## What the task requires
Extract, exactly and without pictures, every line from the one that includes "# an outline" through the final line of the material below.

## Data shown
* * *

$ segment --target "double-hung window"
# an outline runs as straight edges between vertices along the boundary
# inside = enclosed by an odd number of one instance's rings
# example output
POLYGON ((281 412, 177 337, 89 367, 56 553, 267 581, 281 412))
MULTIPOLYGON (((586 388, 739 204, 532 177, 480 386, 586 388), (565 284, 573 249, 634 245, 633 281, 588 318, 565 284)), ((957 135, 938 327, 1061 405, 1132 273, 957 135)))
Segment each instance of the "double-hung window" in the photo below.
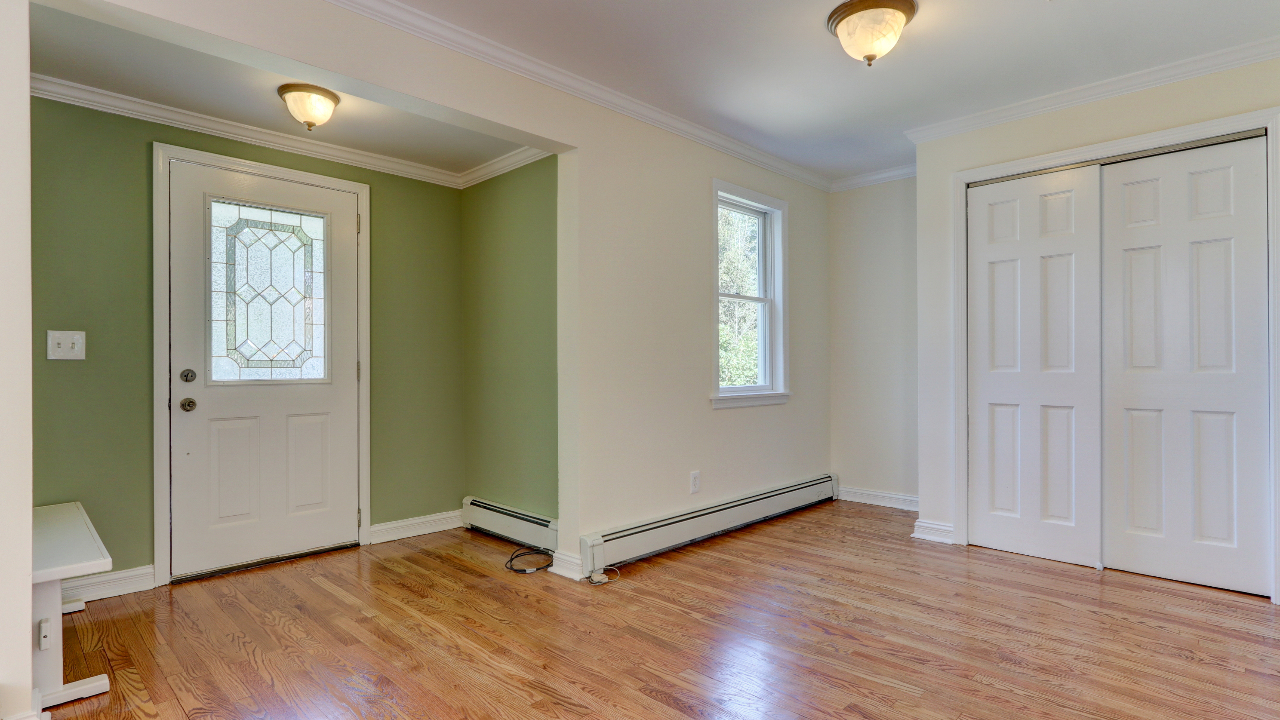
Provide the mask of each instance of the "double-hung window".
POLYGON ((716 181, 716 408, 786 402, 786 203, 716 181))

* * *

## Response to this task
# an outline runs as straight edges between vertices along the boundary
# inside = enclosed by an odd number of one instance's rings
# example output
POLYGON ((281 412, 177 337, 89 367, 56 553, 267 581, 281 412))
MULTIPOLYGON (((586 388, 739 204, 532 177, 480 386, 586 388), (565 284, 573 249, 634 245, 633 281, 588 318, 565 284)), ((957 135, 938 327, 1061 405, 1132 273, 957 135)))
Segment each instance of the "double-hung window" in the photo below.
Provide the mask of each instance of the "double-hung window".
POLYGON ((716 181, 716 408, 786 402, 786 203, 716 181))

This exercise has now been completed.